RECORDS SUPPLIED:

BEGIN

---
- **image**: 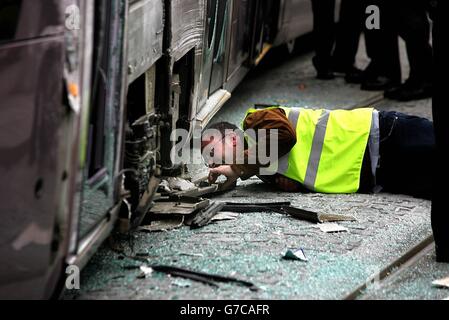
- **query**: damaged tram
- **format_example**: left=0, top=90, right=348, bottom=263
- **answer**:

END

PROBLEM DESCRIPTION: Return only and exactly the lines from the one that contains "- **format_example**: left=0, top=90, right=348, bottom=263" through the final line of the material above.

OUTPUT BELOW:
- **format_example**: left=0, top=90, right=348, bottom=263
- **answer**:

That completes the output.